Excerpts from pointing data
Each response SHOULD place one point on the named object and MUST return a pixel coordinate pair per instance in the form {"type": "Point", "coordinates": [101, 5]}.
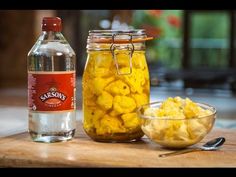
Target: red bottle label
{"type": "Point", "coordinates": [51, 91]}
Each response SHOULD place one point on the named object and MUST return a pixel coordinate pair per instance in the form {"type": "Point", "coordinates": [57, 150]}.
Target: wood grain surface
{"type": "Point", "coordinates": [20, 151]}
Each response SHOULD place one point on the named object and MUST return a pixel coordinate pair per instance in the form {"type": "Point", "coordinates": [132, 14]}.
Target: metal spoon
{"type": "Point", "coordinates": [209, 146]}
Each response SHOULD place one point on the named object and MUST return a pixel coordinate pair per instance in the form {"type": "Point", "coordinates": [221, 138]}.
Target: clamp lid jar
{"type": "Point", "coordinates": [115, 83]}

THE EXERCISE:
Output every entry above as a Markdown table with a "Row" column numbering each line and a "Line" column holding its text, skipping blank lines. Omit the pictures from the answer.

ANSWER TO THE TASK:
| Row | Line |
|---|---|
| 1 | Each response SHOULD place one point on the named object and MUST return a pixel coordinate pair per instance in the form {"type": "Point", "coordinates": [101, 5]}. |
| 2 | Target: red bottle label |
| 3 | {"type": "Point", "coordinates": [51, 91]} |
| 4 | Each response SHOULD place one point on the named object and MUST return a pixel coordinate pair per instance in the form {"type": "Point", "coordinates": [57, 150]}. |
| 5 | Target: wood grain surface |
| 6 | {"type": "Point", "coordinates": [20, 151]} |
| 7 | Each response SHOULD place one point on the named object and MUST return a pixel coordinate pair per instance in the form {"type": "Point", "coordinates": [132, 14]}. |
| 8 | Target: metal spoon |
| 9 | {"type": "Point", "coordinates": [209, 146]} |
| 10 | Each response SHOULD place one point on the named object and MUST return a pixel coordinate pair per instance in the form {"type": "Point", "coordinates": [221, 138]}. |
| 11 | Target: clamp lid jar |
| 12 | {"type": "Point", "coordinates": [115, 83]} |